• _Task description_: Reproduce each entry exactly.

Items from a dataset
----------

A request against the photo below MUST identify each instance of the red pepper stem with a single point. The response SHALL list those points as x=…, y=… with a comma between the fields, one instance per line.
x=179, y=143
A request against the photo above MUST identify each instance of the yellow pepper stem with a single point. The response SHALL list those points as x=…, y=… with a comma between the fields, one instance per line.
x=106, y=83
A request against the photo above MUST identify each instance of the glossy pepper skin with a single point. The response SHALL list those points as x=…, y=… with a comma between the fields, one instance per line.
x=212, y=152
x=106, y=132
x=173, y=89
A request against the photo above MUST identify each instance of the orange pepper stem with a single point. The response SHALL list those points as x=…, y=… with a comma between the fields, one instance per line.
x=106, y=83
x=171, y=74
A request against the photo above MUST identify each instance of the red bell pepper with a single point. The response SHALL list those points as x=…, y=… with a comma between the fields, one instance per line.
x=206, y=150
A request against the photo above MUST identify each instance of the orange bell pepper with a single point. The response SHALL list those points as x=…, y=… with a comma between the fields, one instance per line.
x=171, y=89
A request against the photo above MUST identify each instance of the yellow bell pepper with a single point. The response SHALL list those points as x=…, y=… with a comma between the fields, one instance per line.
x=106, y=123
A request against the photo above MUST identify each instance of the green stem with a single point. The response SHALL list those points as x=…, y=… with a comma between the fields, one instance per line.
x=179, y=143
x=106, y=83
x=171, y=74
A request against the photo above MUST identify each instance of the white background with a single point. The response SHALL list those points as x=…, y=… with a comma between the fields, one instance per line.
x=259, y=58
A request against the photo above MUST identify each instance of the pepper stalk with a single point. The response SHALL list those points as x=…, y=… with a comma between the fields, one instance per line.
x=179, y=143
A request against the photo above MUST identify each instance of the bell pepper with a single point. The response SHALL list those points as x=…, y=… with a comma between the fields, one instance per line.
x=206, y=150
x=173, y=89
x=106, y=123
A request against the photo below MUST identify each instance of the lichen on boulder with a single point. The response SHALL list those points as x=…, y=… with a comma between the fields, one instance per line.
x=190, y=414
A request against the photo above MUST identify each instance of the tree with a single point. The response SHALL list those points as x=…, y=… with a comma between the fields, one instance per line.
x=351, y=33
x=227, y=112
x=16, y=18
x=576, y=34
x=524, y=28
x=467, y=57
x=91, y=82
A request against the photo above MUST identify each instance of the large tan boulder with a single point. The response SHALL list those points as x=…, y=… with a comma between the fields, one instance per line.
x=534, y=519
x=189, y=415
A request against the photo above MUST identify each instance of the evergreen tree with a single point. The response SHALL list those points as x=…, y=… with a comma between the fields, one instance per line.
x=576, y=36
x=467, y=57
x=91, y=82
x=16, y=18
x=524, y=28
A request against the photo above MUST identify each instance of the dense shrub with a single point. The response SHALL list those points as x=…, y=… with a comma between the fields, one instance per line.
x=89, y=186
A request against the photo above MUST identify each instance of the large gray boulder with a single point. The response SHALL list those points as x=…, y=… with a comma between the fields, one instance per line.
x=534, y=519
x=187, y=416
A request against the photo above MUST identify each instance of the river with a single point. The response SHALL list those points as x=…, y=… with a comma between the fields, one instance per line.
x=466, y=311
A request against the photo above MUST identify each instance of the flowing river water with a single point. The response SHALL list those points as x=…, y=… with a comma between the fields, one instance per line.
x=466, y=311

----------

• _Response box_:
A request against the photo below MUST identify each instance of the red pepper stem with a single point. The response SHALL list those points as x=…, y=… with a comma between the fields, one instance per line.
x=179, y=143
A request against the photo above MUST identify each instance of the yellow pepper stem with a single point. The response SHALL list those points as x=…, y=… with a comma between the fields, one instance per line.
x=106, y=83
A request against the photo above MUST identify each instance of the glossy pepper skin with a single point. The response SHALL list those points as x=…, y=… with a comma between the fields, one instance per line.
x=212, y=152
x=106, y=132
x=173, y=89
A request against the photo above MUST identify each instance of the orange pepper stem with a single point. The response SHALL list those points as x=…, y=… with a comma between the fields, one instance per line.
x=106, y=83
x=171, y=74
A request against the photo above MUST identify each instance of the red bell pepper with a single point. The response SHALL list those points as x=…, y=… with a comma between the fields, one instance per line.
x=206, y=150
A request against the photo above MUST identify each instance of the orange bell pepper with a single point. The response SHALL list those points as x=…, y=… with a comma between the fields, one instance per line.
x=171, y=89
A request against the photo above MUST identify each instance of the yellow bell pepper with a single point. The response SHALL list those points as x=…, y=… with a comma between the fields, one instance per line.
x=106, y=123
A request against the photo above MUST identify each instance of the green stem with a single point. The response SHALL list those points as x=…, y=… with a comma between the fields, one instance per line.
x=179, y=143
x=106, y=83
x=171, y=74
A request against the photo above MUST identify each instance of the white background with a single point. The response SHALL list those points as x=…, y=… with a comma between the fields, one instance per line.
x=259, y=58
A request against the photo above MUST identify each instance of the pepper stalk with a single point. The response SHALL list those points as x=…, y=… with a comma between the fields, one instance per line.
x=179, y=143
A request against the photo above MUST identify each instance of the bell pepper with a single point. The response SHALL list those points as x=…, y=… with a comma between the fields, one instance per line.
x=206, y=150
x=173, y=89
x=106, y=123
A request against the photo below MUST identify each instance of the lichen on boulder with a single point. The response SHALL list those points as x=…, y=… with a comma between the fields, one instance per line.
x=190, y=414
A request against the photo above MUST identify each instance of the tree with a single point. The response SHALL list those points as x=…, y=… with a comma between the fields, one instance per line.
x=351, y=33
x=227, y=112
x=16, y=18
x=576, y=34
x=524, y=28
x=467, y=57
x=91, y=82
A request against the photo above MUST identify each instance of the large tan boulder with a single point. The response SHALL list those points as x=…, y=… with a comma between the fields, one instance per line.
x=534, y=519
x=189, y=415
A request against the photo above MUST identify each instance of the evergreen tree with a single point. The response SHALL list those points as x=…, y=… with a comma between the fields, one instance per line.
x=576, y=36
x=467, y=57
x=91, y=82
x=16, y=18
x=524, y=28
A request against the photo above MUST identify each instance of the dense shrub with a single point. The response SHALL list those points as x=…, y=… with a comma between the fields, one instance per line.
x=89, y=186
A request against the photo above MUST identify each instance of the large gray boulder with a single point. The response SHALL list those points as x=…, y=… with a comma between the fields, one instance per line.
x=534, y=519
x=187, y=416
A request against the photo above MUST identify each instance of the river with a single point. The response SHALL list those points as x=…, y=… with a comma between the fields, one instance per line.
x=466, y=311
A request against the photo above MUST identify each instance of the flowing river water with a single point. The response SHALL list those points as x=…, y=… with a comma between the fields, one instance per line.
x=466, y=311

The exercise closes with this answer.